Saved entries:
##########

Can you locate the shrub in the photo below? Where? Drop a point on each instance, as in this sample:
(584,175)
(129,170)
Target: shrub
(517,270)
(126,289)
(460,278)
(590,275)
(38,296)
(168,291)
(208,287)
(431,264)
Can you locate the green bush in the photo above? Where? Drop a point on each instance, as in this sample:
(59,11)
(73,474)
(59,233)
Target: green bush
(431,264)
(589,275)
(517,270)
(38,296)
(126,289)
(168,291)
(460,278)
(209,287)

##########

## [WHAT YOU NEED TO DO]
The required output is a copy of each line in the records where the string "point" occurs.

## [REPLY TO THE EXERCISE]
Can you locate the shrub in the photo below? Where? Drop a point on each instance, as in this sample:
Can you locate the green bush in the photo above? Where? Drop a point on each instance, as in this sample:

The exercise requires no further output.